__Direction__.
Please format the rows from the line containing "Can you see the lion?" through the end of the rows, both included, as a two-column CSV with the headers "prompt" and "points". Give one line per row, with the row's text and its answer each in a single quoted field and line breaks replaced by spaces.

--- start of Dataset excerpts ---

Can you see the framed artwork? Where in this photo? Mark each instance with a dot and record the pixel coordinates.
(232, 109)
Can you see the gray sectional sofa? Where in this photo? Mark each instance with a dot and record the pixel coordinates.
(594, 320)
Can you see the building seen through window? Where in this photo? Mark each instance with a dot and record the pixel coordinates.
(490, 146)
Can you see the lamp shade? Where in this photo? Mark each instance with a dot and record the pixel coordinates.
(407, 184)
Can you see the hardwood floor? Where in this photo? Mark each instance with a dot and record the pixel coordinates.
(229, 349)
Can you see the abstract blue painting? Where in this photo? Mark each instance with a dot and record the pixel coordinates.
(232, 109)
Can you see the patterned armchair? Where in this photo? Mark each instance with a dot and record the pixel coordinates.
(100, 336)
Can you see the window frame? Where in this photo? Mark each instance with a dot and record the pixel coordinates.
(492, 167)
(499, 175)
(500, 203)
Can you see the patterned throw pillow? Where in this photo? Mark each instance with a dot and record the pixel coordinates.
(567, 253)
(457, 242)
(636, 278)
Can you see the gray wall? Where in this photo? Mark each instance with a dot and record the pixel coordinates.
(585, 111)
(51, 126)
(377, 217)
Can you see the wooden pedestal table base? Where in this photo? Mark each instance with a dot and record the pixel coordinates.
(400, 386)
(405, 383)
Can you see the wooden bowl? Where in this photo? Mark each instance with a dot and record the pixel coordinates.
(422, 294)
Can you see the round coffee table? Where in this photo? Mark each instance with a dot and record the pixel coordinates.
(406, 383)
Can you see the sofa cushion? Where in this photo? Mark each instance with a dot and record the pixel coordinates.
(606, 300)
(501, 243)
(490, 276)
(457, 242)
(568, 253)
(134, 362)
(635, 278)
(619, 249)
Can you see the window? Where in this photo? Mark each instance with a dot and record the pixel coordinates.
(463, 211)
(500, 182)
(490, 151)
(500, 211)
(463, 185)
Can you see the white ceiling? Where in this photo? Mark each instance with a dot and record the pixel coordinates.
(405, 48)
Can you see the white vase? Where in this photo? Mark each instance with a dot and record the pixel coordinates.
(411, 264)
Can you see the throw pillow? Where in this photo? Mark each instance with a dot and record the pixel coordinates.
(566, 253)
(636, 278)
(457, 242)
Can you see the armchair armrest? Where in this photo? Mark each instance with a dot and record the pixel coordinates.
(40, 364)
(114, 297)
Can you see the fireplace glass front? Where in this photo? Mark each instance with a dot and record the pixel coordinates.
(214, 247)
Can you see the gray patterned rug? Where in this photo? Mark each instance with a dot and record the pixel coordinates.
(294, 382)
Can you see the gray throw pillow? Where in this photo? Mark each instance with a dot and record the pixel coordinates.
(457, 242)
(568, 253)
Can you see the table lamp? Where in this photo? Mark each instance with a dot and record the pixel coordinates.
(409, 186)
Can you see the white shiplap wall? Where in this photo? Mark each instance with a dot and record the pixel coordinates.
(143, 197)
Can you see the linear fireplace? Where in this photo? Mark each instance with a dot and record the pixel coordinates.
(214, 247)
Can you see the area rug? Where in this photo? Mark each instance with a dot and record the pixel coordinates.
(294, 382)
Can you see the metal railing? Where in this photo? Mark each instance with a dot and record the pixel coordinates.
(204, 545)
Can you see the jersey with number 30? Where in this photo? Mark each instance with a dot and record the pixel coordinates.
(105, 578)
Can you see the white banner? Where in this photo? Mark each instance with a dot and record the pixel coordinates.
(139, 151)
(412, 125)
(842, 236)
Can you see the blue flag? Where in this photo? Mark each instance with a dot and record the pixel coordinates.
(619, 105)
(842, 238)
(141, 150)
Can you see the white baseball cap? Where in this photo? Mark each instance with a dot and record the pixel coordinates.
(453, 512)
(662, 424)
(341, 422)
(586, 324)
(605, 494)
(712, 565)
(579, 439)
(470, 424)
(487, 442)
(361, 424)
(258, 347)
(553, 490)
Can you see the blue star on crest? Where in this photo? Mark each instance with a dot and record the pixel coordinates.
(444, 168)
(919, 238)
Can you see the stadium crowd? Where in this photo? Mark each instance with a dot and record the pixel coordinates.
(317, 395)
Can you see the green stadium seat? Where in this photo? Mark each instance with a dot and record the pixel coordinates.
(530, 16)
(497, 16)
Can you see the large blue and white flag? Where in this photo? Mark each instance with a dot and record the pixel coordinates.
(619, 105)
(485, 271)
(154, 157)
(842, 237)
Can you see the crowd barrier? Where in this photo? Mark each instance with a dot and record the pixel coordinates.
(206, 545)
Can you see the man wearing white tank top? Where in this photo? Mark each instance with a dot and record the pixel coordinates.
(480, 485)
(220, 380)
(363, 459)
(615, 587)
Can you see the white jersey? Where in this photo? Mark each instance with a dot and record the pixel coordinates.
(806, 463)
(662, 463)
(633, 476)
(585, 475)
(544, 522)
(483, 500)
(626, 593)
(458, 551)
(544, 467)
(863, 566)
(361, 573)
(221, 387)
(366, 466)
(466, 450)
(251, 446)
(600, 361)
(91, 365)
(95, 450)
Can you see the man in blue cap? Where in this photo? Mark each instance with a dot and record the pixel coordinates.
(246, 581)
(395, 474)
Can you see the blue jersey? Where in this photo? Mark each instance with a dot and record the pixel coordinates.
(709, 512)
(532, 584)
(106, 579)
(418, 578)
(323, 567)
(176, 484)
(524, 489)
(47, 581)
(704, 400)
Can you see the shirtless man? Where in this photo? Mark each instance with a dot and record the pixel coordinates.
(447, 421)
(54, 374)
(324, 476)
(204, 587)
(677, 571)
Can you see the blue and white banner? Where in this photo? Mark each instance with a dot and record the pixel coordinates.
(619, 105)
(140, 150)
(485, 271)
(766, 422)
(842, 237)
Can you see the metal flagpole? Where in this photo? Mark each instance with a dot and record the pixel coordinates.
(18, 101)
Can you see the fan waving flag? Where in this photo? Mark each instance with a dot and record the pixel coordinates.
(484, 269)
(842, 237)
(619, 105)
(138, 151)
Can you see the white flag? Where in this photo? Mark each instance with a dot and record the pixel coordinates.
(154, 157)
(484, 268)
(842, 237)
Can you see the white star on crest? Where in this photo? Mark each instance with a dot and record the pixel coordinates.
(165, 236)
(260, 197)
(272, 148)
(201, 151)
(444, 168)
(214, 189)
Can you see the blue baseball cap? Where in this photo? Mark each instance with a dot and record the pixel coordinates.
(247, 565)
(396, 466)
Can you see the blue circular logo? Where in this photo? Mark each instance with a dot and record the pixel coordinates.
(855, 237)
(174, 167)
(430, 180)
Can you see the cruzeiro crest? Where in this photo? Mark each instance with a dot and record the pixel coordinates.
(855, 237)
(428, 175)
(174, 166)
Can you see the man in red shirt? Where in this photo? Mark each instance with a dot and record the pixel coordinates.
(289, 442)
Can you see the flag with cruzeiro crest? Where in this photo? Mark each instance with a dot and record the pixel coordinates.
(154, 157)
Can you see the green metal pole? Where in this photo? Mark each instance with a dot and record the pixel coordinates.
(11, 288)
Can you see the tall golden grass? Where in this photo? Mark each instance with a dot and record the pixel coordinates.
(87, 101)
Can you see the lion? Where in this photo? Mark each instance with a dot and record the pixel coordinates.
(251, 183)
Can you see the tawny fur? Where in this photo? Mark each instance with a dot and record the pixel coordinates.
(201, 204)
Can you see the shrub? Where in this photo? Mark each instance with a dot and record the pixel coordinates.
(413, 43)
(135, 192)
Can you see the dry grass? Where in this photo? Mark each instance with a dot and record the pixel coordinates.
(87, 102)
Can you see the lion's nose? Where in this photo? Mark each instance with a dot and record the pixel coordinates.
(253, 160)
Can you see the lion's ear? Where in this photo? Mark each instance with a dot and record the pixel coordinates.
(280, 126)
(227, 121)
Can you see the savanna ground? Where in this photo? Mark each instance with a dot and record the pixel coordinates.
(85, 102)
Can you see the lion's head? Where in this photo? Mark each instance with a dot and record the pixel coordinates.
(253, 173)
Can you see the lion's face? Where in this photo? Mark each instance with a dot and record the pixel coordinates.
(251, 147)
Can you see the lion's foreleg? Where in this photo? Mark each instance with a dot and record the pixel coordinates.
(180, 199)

--- end of Dataset excerpts ---

__Output for this exercise__.
prompt,points
"Can you see the lion? Where in this photo? Mark each instance with a dot and record the pixel coordinates.","(251, 183)"
"Can you see the tawny fur? Where in this photo? Mark each instance with a dot and record the pixel coordinates.","(201, 204)"
"Can you see the shrub? Where in this photo? Mark each instance with a dot and record the pixel coordinates.","(413, 43) (135, 192)"
"Can you see the dry grass? Where in this photo? Mark each instance with a dot and record the pixel coordinates.","(87, 102)"
"Can you see the lion's nose? Where in this photo? Mark each instance with a dot and record the pixel coordinates.","(253, 160)"
"Can you see the lion's ear? Where in this photo? Mark each instance with a dot and record the pixel coordinates.","(280, 126) (227, 121)"
"Can you see the savanna ground? Where in this photo? Mark each instance with a dot and record the pixel coordinates.","(85, 102)"
"Can you see the lion's head? Where in this photo? Mark each instance with a dot and record the pixel coordinates.","(253, 173)"
"Can you see the lion's face? Where in this photo? Mark each instance with a dot and record the pixel coordinates.","(251, 147)"
"Can you see the lion's foreleg? Where in this photo? Mark each instance with a dot and record the pixel coordinates.","(180, 199)"